Extract each record and reproduce it exactly.

[Entries from a dataset]

-=-=-

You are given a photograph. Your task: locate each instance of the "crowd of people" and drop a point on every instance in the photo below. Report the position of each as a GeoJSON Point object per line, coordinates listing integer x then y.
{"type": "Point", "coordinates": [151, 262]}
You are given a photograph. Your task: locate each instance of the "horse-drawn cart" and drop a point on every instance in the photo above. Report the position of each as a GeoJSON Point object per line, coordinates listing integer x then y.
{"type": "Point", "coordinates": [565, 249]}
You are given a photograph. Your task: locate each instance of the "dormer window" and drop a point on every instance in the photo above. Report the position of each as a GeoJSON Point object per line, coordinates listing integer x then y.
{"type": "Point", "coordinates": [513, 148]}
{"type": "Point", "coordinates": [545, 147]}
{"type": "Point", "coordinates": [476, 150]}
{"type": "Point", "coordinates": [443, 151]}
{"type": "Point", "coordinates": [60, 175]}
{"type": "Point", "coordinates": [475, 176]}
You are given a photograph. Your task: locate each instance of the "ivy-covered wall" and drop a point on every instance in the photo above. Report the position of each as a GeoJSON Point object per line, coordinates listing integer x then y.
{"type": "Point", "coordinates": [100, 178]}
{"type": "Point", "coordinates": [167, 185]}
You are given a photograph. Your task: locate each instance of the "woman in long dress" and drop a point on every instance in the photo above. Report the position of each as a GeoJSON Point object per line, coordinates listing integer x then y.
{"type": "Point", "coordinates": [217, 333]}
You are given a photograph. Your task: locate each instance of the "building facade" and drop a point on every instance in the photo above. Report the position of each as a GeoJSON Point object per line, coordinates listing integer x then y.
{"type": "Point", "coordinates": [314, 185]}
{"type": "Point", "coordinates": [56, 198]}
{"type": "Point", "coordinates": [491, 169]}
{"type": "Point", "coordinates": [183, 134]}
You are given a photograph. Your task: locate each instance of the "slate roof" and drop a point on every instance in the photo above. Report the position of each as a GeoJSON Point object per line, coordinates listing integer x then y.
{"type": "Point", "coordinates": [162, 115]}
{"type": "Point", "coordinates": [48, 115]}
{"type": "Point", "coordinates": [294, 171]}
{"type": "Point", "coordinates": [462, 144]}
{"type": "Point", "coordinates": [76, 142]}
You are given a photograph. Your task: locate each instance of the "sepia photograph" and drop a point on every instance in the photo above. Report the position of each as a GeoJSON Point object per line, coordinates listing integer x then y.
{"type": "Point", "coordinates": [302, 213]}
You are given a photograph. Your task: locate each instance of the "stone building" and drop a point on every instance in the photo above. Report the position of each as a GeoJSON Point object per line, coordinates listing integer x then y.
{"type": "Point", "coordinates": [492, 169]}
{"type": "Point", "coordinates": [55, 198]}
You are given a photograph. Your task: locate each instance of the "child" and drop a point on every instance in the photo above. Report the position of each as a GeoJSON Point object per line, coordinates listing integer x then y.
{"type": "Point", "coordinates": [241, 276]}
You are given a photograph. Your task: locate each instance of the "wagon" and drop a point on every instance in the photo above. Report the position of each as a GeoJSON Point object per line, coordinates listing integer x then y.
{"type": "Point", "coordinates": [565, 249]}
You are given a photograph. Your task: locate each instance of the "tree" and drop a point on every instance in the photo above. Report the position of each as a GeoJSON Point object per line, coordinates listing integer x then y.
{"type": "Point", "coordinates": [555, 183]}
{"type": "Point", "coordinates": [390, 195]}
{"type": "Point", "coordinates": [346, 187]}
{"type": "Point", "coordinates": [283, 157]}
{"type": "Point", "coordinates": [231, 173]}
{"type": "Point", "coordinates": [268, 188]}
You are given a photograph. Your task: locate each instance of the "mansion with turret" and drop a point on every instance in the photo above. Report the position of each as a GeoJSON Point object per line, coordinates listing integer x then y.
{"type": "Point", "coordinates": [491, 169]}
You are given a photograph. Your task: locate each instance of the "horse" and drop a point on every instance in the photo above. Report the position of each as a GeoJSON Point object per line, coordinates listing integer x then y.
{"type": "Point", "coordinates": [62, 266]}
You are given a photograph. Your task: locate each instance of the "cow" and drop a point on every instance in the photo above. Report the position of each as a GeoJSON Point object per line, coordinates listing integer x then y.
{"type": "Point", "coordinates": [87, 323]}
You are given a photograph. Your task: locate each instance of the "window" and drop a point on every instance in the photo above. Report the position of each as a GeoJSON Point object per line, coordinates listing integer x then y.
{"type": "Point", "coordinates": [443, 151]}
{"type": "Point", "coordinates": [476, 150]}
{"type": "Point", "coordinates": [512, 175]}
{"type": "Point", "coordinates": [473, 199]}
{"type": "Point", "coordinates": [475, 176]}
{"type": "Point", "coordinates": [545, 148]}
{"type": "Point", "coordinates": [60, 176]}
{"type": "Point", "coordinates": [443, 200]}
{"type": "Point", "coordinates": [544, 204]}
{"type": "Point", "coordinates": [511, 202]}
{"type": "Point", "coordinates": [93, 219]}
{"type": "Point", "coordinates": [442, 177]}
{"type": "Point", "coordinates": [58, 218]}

-=-=-

§ Answer to this exercise:
You are given a photograph. Your task: locate each instance of the "crowd of people" and drop a point on every instance in the photo below. Report the position of each as a GeoJSON Point object per line, coordinates listing integer x then y.
{"type": "Point", "coordinates": [151, 262]}
You are given a photograph. Your task: locate each instance of the "horse-drawn cart" and drop a point on every instance in the photo above. Report the position of each as a GeoJSON Point object per line, coordinates listing integer x then y.
{"type": "Point", "coordinates": [565, 249]}
You are given a photograph. Your task: locate each instance of the "dormer window" and drop a point on every instance in the photo above. Report the position of each as a GeoJSON Point object per line, coordinates listing integer x then y.
{"type": "Point", "coordinates": [513, 148]}
{"type": "Point", "coordinates": [545, 147]}
{"type": "Point", "coordinates": [476, 150]}
{"type": "Point", "coordinates": [443, 151]}
{"type": "Point", "coordinates": [60, 175]}
{"type": "Point", "coordinates": [475, 176]}
You are given a photograph. Your task: locate each instance of the "ivy-covered wall" and drop a point on every instance in the photo above. Report the position of each as a GeoJSON Point object per line, coordinates listing integer x then y.
{"type": "Point", "coordinates": [100, 178]}
{"type": "Point", "coordinates": [167, 185]}
You are given a photograph. Your task: locate each instance of the "woman in long dress" and drop a point on every instance in the photo above. Report the position of each as a GeoJSON Point object per line, coordinates listing integer x then y.
{"type": "Point", "coordinates": [217, 333]}
You are given a photograph. Your task: locate each instance of the "building facade" and drop a point on every instance in the photo above. Report the position of each as a GeoJSON Point object per line, coordinates listing integer x then y.
{"type": "Point", "coordinates": [314, 185]}
{"type": "Point", "coordinates": [56, 198]}
{"type": "Point", "coordinates": [491, 169]}
{"type": "Point", "coordinates": [183, 134]}
You are given a photograph. Your task: locate each instance of the "slate roof" and drop a point on every instance in the photo above. Report the position of each as a GeoJSON Point object per line, coordinates listing integer x then y.
{"type": "Point", "coordinates": [162, 115]}
{"type": "Point", "coordinates": [48, 115]}
{"type": "Point", "coordinates": [294, 171]}
{"type": "Point", "coordinates": [462, 144]}
{"type": "Point", "coordinates": [76, 142]}
You are given a photograph. Your task: locate each instance of the "sepia photograph" and drop a point on every instance in the photo above. Report the position of each as a GeoJSON Point object per line, coordinates listing integer x then y.
{"type": "Point", "coordinates": [302, 213]}
You are given a photograph. Your task: locate each instance of the "stone building" and drop a point on every instance in the photo above. Report the position of each as a GeoJSON Point object per line, coordinates listing integer x then y.
{"type": "Point", "coordinates": [492, 169]}
{"type": "Point", "coordinates": [55, 198]}
You are given a photograph. Your task: locate each instance of the "child" and drop a point on every instance in the photo above. Report the position of each as a GeoJSON Point object per line, coordinates listing integer x then y.
{"type": "Point", "coordinates": [241, 276]}
You are given a photograph. Your task: locate each instance of the "wagon" and drop a point on every instance in the photo above. Report the position of each as a GeoJSON Point object per line, coordinates listing integer x then y.
{"type": "Point", "coordinates": [565, 249]}
You are given a photograph. Your task: locate each instance of the "tree" and drop a point on every instance in the photo above. Report the position of each as a GeoJSON Point object per line, coordinates listing integer x then y.
{"type": "Point", "coordinates": [555, 183]}
{"type": "Point", "coordinates": [390, 195]}
{"type": "Point", "coordinates": [346, 187]}
{"type": "Point", "coordinates": [283, 157]}
{"type": "Point", "coordinates": [231, 173]}
{"type": "Point", "coordinates": [268, 188]}
You are given a photograph. Your task: locate each instance of the "mansion with turret" and drop a point on every instance in the photo above. Report the position of each as a GeoJSON Point object per line, coordinates listing integer x then y.
{"type": "Point", "coordinates": [491, 169]}
You are given a photograph. Your task: locate each instance of the "horse" and drop a point on every instance in the photo above. Report the position of each as a GeoJSON Point object per line, coordinates listing integer x then y.
{"type": "Point", "coordinates": [62, 266]}
You are given a photograph. Your task: locate each instance of the "cow" and drop a point on every instance in the photo above. Report the position of each as a GeoJSON Point object per line, coordinates listing integer x then y.
{"type": "Point", "coordinates": [87, 323]}
You are given a photograph. Your task: locate each instance of the "window" and drop a point on every instance in the photo above. Report the position of each as a GeoJSON Point object per line, coordinates listing integer x then y.
{"type": "Point", "coordinates": [443, 151]}
{"type": "Point", "coordinates": [476, 150]}
{"type": "Point", "coordinates": [512, 175]}
{"type": "Point", "coordinates": [473, 199]}
{"type": "Point", "coordinates": [475, 176]}
{"type": "Point", "coordinates": [545, 148]}
{"type": "Point", "coordinates": [60, 176]}
{"type": "Point", "coordinates": [443, 200]}
{"type": "Point", "coordinates": [544, 204]}
{"type": "Point", "coordinates": [511, 202]}
{"type": "Point", "coordinates": [93, 219]}
{"type": "Point", "coordinates": [442, 177]}
{"type": "Point", "coordinates": [58, 218]}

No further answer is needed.